• _To do_
Without the pictures, copy all of the data exactly.

──────── Information given

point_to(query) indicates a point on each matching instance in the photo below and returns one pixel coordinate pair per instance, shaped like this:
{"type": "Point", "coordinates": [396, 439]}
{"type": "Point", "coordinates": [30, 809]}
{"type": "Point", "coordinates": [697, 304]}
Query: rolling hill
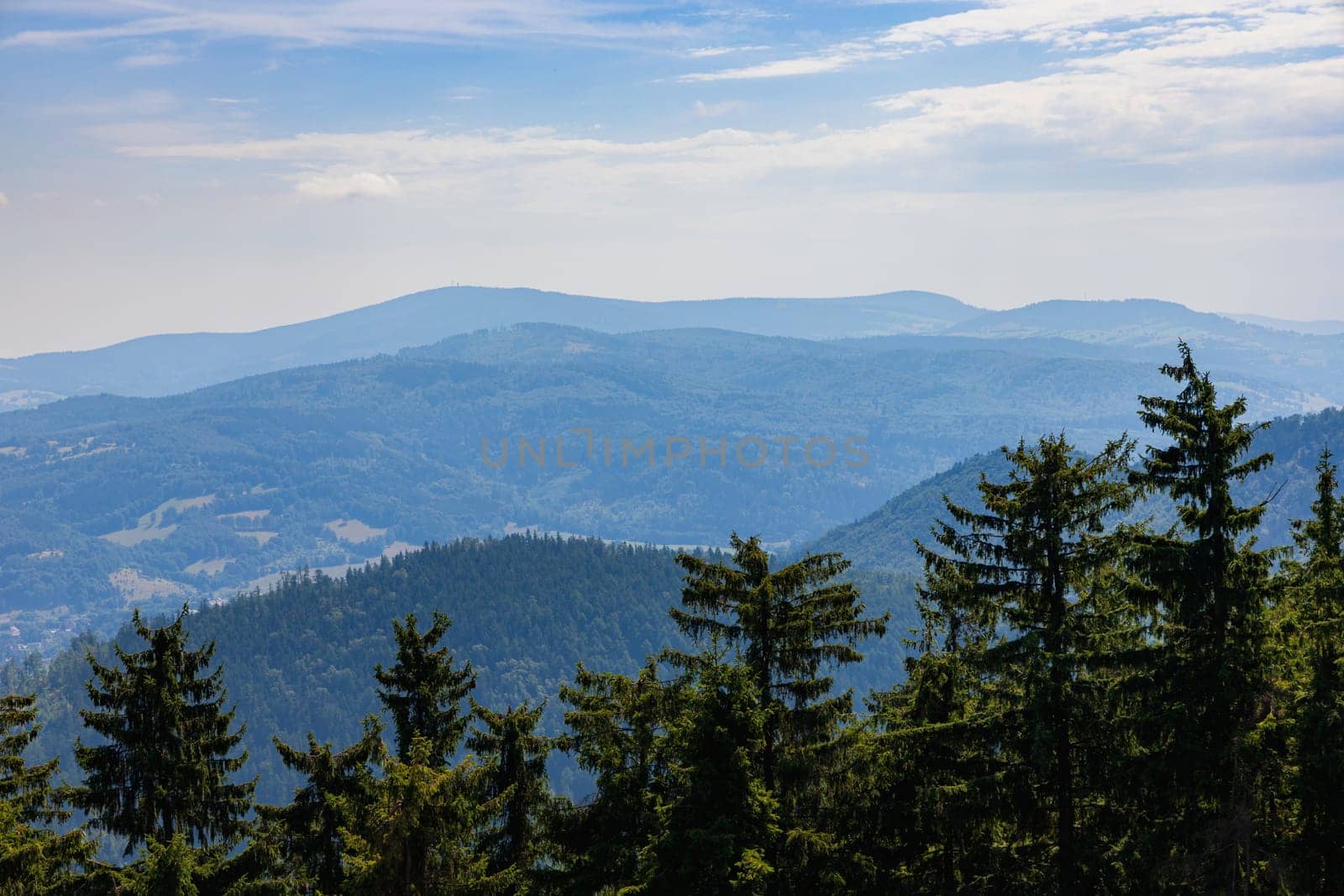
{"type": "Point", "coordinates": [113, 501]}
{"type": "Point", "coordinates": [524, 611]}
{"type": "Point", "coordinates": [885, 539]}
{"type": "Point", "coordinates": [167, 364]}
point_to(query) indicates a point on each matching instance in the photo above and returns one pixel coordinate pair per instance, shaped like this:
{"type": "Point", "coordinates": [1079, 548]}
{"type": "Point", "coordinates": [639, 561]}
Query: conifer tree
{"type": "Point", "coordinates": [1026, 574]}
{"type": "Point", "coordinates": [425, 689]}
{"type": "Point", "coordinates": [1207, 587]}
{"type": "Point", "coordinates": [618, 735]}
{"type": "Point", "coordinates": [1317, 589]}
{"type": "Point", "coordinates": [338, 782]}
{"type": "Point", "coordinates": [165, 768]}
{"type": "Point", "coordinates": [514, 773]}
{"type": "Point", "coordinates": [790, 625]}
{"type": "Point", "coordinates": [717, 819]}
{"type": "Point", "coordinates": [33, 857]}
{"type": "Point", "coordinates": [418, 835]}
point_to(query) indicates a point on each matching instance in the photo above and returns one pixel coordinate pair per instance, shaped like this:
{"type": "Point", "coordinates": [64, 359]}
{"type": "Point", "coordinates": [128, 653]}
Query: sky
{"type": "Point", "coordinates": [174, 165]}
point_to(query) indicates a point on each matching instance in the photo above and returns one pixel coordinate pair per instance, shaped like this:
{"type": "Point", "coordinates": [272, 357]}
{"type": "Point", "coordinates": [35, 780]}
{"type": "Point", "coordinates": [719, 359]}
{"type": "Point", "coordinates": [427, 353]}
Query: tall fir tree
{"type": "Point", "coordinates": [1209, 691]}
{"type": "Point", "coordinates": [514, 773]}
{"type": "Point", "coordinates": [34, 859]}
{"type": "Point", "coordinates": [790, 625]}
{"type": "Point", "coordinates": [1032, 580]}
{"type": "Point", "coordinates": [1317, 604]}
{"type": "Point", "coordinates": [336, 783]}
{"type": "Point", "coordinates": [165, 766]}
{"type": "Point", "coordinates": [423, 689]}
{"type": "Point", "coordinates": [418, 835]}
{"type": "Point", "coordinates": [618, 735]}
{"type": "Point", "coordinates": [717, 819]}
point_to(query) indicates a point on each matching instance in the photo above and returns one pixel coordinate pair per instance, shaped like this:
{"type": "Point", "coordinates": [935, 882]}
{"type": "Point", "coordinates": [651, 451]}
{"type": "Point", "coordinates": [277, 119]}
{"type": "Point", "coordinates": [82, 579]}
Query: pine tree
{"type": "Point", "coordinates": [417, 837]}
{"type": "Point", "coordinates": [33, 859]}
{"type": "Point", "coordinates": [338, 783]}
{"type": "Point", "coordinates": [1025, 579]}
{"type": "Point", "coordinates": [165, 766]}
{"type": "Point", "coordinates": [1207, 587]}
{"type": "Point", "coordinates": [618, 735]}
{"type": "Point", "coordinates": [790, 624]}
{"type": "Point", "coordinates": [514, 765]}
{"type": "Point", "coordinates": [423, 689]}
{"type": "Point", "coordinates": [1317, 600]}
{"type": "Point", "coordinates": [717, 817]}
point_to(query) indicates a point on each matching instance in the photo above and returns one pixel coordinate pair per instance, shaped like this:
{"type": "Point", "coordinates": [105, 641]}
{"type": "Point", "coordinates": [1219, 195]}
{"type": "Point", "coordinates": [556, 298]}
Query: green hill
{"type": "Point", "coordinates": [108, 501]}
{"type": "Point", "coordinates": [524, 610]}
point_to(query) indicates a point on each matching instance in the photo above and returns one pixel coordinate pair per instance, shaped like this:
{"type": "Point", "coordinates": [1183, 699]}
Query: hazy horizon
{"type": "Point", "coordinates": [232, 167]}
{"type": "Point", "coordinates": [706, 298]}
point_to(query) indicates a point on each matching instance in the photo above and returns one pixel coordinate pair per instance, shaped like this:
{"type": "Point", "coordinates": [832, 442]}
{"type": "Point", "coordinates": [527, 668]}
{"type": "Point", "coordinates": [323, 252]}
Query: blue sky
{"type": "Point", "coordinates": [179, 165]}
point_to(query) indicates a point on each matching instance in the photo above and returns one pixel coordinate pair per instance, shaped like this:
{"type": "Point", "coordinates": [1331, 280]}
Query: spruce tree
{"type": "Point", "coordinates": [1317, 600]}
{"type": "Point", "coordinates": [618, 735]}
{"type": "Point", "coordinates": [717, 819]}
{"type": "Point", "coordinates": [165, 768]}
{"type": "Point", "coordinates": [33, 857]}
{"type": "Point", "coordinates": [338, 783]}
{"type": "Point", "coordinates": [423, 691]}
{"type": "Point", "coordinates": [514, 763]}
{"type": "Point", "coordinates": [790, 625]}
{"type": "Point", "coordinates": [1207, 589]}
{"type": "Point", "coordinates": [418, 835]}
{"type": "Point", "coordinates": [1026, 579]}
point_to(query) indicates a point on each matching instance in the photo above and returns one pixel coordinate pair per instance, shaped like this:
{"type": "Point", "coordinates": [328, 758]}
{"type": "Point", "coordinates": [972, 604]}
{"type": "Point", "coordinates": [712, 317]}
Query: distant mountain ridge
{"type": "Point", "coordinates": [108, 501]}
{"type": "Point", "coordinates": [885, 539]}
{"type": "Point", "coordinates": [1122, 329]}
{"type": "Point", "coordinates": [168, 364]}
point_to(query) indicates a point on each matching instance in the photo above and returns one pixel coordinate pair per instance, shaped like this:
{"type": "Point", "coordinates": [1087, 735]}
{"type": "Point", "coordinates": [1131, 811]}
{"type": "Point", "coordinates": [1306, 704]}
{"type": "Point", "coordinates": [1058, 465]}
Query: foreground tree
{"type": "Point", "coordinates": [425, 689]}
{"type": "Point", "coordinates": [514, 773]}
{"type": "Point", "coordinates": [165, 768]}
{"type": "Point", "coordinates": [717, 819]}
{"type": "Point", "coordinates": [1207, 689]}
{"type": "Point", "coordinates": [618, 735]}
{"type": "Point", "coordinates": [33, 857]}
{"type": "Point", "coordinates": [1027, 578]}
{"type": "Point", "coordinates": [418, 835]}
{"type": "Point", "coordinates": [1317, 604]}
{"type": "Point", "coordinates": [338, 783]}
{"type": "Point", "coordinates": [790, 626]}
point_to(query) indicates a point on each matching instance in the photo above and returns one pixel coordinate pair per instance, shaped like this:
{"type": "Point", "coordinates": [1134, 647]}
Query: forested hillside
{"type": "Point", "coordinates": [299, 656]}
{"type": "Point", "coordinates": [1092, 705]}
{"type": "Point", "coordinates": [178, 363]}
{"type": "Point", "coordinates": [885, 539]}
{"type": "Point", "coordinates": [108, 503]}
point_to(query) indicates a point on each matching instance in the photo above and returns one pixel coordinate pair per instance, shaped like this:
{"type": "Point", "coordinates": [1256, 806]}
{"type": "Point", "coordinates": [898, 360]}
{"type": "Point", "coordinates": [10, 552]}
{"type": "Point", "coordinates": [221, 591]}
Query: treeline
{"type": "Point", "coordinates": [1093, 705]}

────────────────

• _The completed task_
point_to(query) indicates a point on each matching instance in the photo below and returns one pixel coordinate pair per instance, shaped like this:
{"type": "Point", "coordinates": [396, 439]}
{"type": "Point", "coordinates": [30, 809]}
{"type": "Point", "coordinates": [697, 304]}
Query: rolling hill
{"type": "Point", "coordinates": [113, 501]}
{"type": "Point", "coordinates": [524, 611]}
{"type": "Point", "coordinates": [885, 539]}
{"type": "Point", "coordinates": [167, 364]}
point_to(query) indicates a point on each matching instance in the photo above and returns one pixel coordinate pair per instance, shaped like this:
{"type": "Point", "coordinates": [1079, 548]}
{"type": "Point", "coordinates": [639, 561]}
Query: conifer tree
{"type": "Point", "coordinates": [1026, 574]}
{"type": "Point", "coordinates": [425, 689]}
{"type": "Point", "coordinates": [1207, 587]}
{"type": "Point", "coordinates": [618, 735]}
{"type": "Point", "coordinates": [1317, 589]}
{"type": "Point", "coordinates": [338, 782]}
{"type": "Point", "coordinates": [165, 768]}
{"type": "Point", "coordinates": [514, 773]}
{"type": "Point", "coordinates": [790, 625]}
{"type": "Point", "coordinates": [717, 819]}
{"type": "Point", "coordinates": [33, 857]}
{"type": "Point", "coordinates": [418, 835]}
point_to(query) indicates a point on each matching instance in the photo above and returns one pixel coordinate pair per instance, shaped like this:
{"type": "Point", "coordinates": [64, 359]}
{"type": "Point", "coordinates": [128, 653]}
Query: sky
{"type": "Point", "coordinates": [174, 165]}
point_to(query) indicates a point on each matching instance in the photo above and returns one pixel coordinate pair per instance, shaped like this:
{"type": "Point", "coordinates": [272, 357]}
{"type": "Point", "coordinates": [35, 780]}
{"type": "Point", "coordinates": [719, 359]}
{"type": "Point", "coordinates": [427, 353]}
Query: tall fir tree
{"type": "Point", "coordinates": [1209, 691]}
{"type": "Point", "coordinates": [514, 773]}
{"type": "Point", "coordinates": [34, 859]}
{"type": "Point", "coordinates": [790, 625]}
{"type": "Point", "coordinates": [1032, 580]}
{"type": "Point", "coordinates": [1317, 604]}
{"type": "Point", "coordinates": [336, 783]}
{"type": "Point", "coordinates": [165, 766]}
{"type": "Point", "coordinates": [423, 689]}
{"type": "Point", "coordinates": [418, 835]}
{"type": "Point", "coordinates": [618, 735]}
{"type": "Point", "coordinates": [717, 819]}
point_to(query) indicates a point on each matching instance in the photo above and returns one pixel coordinate pair per instance, shaped like this:
{"type": "Point", "coordinates": [935, 882]}
{"type": "Point", "coordinates": [651, 451]}
{"type": "Point", "coordinates": [277, 119]}
{"type": "Point", "coordinates": [82, 579]}
Query: pine tree
{"type": "Point", "coordinates": [417, 837]}
{"type": "Point", "coordinates": [33, 859]}
{"type": "Point", "coordinates": [338, 783]}
{"type": "Point", "coordinates": [1025, 579]}
{"type": "Point", "coordinates": [165, 766]}
{"type": "Point", "coordinates": [1207, 587]}
{"type": "Point", "coordinates": [618, 735]}
{"type": "Point", "coordinates": [790, 624]}
{"type": "Point", "coordinates": [514, 765]}
{"type": "Point", "coordinates": [423, 689]}
{"type": "Point", "coordinates": [1317, 600]}
{"type": "Point", "coordinates": [717, 817]}
point_to(query) indicates a point on each matching instance in the photo above and returns one pixel coordinate pair per instance, shaped like this:
{"type": "Point", "coordinates": [105, 641]}
{"type": "Point", "coordinates": [1219, 195]}
{"type": "Point", "coordinates": [556, 298]}
Query: green hill
{"type": "Point", "coordinates": [108, 501]}
{"type": "Point", "coordinates": [524, 610]}
point_to(query) indicates a point on each matching instance in the photo above and returns one pixel coordinate pair per instance, shaped like this:
{"type": "Point", "coordinates": [1183, 699]}
Query: hazy horizon
{"type": "Point", "coordinates": [232, 167]}
{"type": "Point", "coordinates": [706, 298]}
point_to(query) indicates a point on each matching instance in the photo above and returns one pixel coordinate pair per instance, shaped like this:
{"type": "Point", "coordinates": [832, 442]}
{"type": "Point", "coordinates": [527, 668]}
{"type": "Point", "coordinates": [323, 252]}
Query: blue sky
{"type": "Point", "coordinates": [179, 165]}
point_to(query) indicates a point on each matching instance in the photo above and returns one pixel coordinate pair per instance, shaped like this:
{"type": "Point", "coordinates": [1331, 280]}
Query: spruce tree
{"type": "Point", "coordinates": [1317, 600]}
{"type": "Point", "coordinates": [618, 735]}
{"type": "Point", "coordinates": [717, 819]}
{"type": "Point", "coordinates": [165, 768]}
{"type": "Point", "coordinates": [33, 857]}
{"type": "Point", "coordinates": [338, 783]}
{"type": "Point", "coordinates": [423, 691]}
{"type": "Point", "coordinates": [514, 763]}
{"type": "Point", "coordinates": [790, 625]}
{"type": "Point", "coordinates": [1207, 589]}
{"type": "Point", "coordinates": [418, 835]}
{"type": "Point", "coordinates": [1026, 579]}
point_to(query) indicates a point on each matching instance in the photo above and returns one pixel coordinate pair per instance, shaped like this:
{"type": "Point", "coordinates": [328, 758]}
{"type": "Point", "coordinates": [972, 604]}
{"type": "Point", "coordinates": [712, 317]}
Query: distant mountain ridge
{"type": "Point", "coordinates": [108, 501]}
{"type": "Point", "coordinates": [885, 539]}
{"type": "Point", "coordinates": [1122, 329]}
{"type": "Point", "coordinates": [168, 364]}
point_to(query) indicates a point on each matching instance in the photo above and returns one pixel coordinate pair per instance, shaped like this:
{"type": "Point", "coordinates": [1087, 735]}
{"type": "Point", "coordinates": [1131, 811]}
{"type": "Point", "coordinates": [1306, 704]}
{"type": "Point", "coordinates": [1058, 465]}
Query: foreground tree
{"type": "Point", "coordinates": [425, 689]}
{"type": "Point", "coordinates": [514, 773]}
{"type": "Point", "coordinates": [165, 768]}
{"type": "Point", "coordinates": [717, 819]}
{"type": "Point", "coordinates": [1207, 689]}
{"type": "Point", "coordinates": [618, 735]}
{"type": "Point", "coordinates": [33, 857]}
{"type": "Point", "coordinates": [1027, 578]}
{"type": "Point", "coordinates": [418, 835]}
{"type": "Point", "coordinates": [1317, 604]}
{"type": "Point", "coordinates": [338, 783]}
{"type": "Point", "coordinates": [790, 626]}
point_to(query) indicates a point on each matching instance in the photo above and returns one pixel coordinate pair per instance, shaped like this:
{"type": "Point", "coordinates": [1134, 647]}
Query: forested hillside
{"type": "Point", "coordinates": [299, 656]}
{"type": "Point", "coordinates": [1092, 705]}
{"type": "Point", "coordinates": [178, 363]}
{"type": "Point", "coordinates": [885, 539]}
{"type": "Point", "coordinates": [108, 503]}
point_to(query) indicates a point on each matching instance in the photo above and returns one pixel coordinate pair per instance, shaped like this:
{"type": "Point", "coordinates": [1256, 806]}
{"type": "Point", "coordinates": [898, 360]}
{"type": "Point", "coordinates": [10, 552]}
{"type": "Point", "coordinates": [221, 591]}
Query: treeline
{"type": "Point", "coordinates": [1093, 705]}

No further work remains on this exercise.